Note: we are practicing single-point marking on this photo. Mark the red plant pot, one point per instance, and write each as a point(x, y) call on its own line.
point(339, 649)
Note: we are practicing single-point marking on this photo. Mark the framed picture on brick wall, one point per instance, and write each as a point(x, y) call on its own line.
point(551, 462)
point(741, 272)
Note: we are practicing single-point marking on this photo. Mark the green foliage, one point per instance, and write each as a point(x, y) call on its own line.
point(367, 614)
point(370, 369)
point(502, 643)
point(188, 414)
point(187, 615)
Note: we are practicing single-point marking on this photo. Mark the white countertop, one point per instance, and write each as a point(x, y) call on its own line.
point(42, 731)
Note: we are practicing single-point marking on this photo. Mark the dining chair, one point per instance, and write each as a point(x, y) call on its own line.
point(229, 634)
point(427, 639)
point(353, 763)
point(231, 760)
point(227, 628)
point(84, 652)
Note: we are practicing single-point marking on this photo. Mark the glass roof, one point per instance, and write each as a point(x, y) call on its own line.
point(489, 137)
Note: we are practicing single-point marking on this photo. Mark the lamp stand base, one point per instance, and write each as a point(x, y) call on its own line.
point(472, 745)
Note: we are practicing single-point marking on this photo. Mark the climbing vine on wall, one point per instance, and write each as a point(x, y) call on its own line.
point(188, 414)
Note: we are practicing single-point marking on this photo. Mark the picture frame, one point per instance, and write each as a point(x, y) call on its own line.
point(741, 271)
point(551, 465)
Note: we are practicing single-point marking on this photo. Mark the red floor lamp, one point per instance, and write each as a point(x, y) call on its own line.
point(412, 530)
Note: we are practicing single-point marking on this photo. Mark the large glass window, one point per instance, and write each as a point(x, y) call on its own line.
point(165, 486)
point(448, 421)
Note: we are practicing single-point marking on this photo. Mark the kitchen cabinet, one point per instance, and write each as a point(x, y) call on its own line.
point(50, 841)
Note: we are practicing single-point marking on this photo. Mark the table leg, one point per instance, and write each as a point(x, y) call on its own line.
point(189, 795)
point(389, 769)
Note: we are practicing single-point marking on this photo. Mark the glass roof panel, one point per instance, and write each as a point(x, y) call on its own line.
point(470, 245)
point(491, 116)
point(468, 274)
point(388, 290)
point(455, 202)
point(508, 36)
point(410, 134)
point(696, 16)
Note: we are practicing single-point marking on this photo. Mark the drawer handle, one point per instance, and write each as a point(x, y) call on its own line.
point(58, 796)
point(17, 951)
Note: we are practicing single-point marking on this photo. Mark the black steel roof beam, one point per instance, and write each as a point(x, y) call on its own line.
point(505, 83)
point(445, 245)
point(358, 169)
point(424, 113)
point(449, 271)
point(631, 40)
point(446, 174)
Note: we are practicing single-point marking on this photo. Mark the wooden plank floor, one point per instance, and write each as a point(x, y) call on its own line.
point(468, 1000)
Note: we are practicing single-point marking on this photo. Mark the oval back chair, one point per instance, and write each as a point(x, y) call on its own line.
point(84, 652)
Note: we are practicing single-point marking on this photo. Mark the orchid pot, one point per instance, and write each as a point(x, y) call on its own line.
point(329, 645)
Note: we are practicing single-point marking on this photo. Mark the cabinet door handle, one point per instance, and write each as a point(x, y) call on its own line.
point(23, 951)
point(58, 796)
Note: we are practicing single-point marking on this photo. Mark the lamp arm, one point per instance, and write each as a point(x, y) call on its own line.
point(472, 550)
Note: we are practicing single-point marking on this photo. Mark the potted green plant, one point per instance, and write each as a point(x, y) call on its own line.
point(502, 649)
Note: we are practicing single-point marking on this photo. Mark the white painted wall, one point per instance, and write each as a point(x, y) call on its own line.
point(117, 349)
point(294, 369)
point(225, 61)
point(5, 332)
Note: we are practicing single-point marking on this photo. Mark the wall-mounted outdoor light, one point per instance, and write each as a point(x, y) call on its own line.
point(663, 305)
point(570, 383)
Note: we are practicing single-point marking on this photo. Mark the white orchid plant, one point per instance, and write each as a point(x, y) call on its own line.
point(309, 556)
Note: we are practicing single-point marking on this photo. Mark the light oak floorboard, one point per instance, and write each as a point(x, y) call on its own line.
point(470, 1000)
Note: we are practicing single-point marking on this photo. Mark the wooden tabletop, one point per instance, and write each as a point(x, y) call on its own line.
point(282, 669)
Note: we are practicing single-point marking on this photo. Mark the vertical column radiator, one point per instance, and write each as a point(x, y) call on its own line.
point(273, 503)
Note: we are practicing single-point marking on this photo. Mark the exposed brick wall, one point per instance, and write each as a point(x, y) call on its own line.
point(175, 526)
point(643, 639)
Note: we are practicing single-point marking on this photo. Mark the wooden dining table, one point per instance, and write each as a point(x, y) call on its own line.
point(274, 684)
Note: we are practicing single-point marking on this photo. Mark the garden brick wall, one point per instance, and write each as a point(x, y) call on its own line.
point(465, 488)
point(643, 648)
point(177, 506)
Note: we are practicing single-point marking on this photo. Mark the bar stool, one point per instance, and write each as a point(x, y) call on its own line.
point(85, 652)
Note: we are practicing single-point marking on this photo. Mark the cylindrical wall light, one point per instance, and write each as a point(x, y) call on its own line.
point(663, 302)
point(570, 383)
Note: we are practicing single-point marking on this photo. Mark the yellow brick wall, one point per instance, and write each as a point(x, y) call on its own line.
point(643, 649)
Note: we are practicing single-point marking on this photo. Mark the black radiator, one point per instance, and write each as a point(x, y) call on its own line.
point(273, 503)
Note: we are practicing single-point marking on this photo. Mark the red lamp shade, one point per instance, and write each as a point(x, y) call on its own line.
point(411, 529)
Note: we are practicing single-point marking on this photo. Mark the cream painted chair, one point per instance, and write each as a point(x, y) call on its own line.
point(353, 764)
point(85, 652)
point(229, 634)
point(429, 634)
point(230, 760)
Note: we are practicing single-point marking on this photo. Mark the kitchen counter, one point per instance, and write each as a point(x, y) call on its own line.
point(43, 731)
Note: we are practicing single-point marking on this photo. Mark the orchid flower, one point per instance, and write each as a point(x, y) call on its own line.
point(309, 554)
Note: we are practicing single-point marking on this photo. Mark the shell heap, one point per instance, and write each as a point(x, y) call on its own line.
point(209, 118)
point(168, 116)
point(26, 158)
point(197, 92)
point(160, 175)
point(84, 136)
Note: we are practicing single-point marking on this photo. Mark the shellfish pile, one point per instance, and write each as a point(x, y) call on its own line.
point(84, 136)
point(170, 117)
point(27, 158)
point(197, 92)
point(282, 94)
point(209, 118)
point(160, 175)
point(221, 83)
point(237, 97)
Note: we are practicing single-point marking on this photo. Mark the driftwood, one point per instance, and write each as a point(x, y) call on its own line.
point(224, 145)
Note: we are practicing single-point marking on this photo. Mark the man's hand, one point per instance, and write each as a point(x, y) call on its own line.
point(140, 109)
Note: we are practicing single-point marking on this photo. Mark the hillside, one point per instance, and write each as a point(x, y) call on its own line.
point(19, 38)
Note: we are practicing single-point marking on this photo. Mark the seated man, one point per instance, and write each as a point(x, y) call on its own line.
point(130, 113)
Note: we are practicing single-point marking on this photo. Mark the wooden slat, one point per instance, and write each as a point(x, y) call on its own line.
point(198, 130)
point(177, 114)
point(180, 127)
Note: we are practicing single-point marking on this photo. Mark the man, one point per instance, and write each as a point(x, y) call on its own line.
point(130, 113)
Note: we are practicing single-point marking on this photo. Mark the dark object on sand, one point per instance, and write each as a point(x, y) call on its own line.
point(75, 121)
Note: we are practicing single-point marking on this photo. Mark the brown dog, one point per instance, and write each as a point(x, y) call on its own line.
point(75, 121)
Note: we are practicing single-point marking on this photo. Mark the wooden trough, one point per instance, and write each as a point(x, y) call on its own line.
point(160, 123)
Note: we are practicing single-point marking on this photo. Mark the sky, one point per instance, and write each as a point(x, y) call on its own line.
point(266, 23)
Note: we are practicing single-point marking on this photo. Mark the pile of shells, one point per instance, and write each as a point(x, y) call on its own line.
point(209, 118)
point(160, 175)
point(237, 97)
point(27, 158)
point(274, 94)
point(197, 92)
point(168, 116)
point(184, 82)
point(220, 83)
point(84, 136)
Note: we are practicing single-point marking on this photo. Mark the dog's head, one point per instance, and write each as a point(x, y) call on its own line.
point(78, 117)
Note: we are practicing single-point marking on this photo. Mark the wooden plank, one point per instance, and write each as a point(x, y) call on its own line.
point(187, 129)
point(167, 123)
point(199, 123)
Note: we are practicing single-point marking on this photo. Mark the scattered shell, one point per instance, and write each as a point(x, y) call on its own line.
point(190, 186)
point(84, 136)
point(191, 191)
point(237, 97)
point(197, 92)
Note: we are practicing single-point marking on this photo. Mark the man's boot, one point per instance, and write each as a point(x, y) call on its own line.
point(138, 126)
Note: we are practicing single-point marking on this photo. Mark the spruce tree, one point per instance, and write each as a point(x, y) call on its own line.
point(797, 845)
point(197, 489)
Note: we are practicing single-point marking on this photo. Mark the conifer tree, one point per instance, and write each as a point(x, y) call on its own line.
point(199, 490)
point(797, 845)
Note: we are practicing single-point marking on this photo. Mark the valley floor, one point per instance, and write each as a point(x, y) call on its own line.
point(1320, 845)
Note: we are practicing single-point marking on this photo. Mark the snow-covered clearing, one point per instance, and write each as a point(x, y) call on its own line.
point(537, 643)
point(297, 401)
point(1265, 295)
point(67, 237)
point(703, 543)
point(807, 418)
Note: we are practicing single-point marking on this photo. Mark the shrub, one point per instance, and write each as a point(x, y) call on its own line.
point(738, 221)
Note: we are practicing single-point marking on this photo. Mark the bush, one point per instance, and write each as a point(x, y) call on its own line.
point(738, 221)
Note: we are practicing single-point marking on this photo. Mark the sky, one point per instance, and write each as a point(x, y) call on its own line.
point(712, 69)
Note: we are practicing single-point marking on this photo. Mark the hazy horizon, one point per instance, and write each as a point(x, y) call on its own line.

#####

> **GIVEN PROBLEM**
Format the rows from the line with "wooden tabletop, one" to the line with "point(643, 639)", both included, as a JSON list of strings with one string per line and blank lines left out.

> **OUTPUT FOR THIS TASK**
[
  "Note: we are practicing single-point marking on this photo. Mark the wooden tabletop, one point per instance, and write each as a point(x, y) call on its own line.",
  "point(282, 669)",
  "Note: we are practicing single-point marking on this photo. Mark the vertical column radiator, one point per instance, and write each as a point(x, y) call on its own line.",
  "point(273, 503)",
  "Note: we are practicing single-point marking on this photo. Mark the exposed brick wall, one point per instance, and write each as a point(x, y) call on its own line.",
  "point(175, 526)",
  "point(643, 639)"
]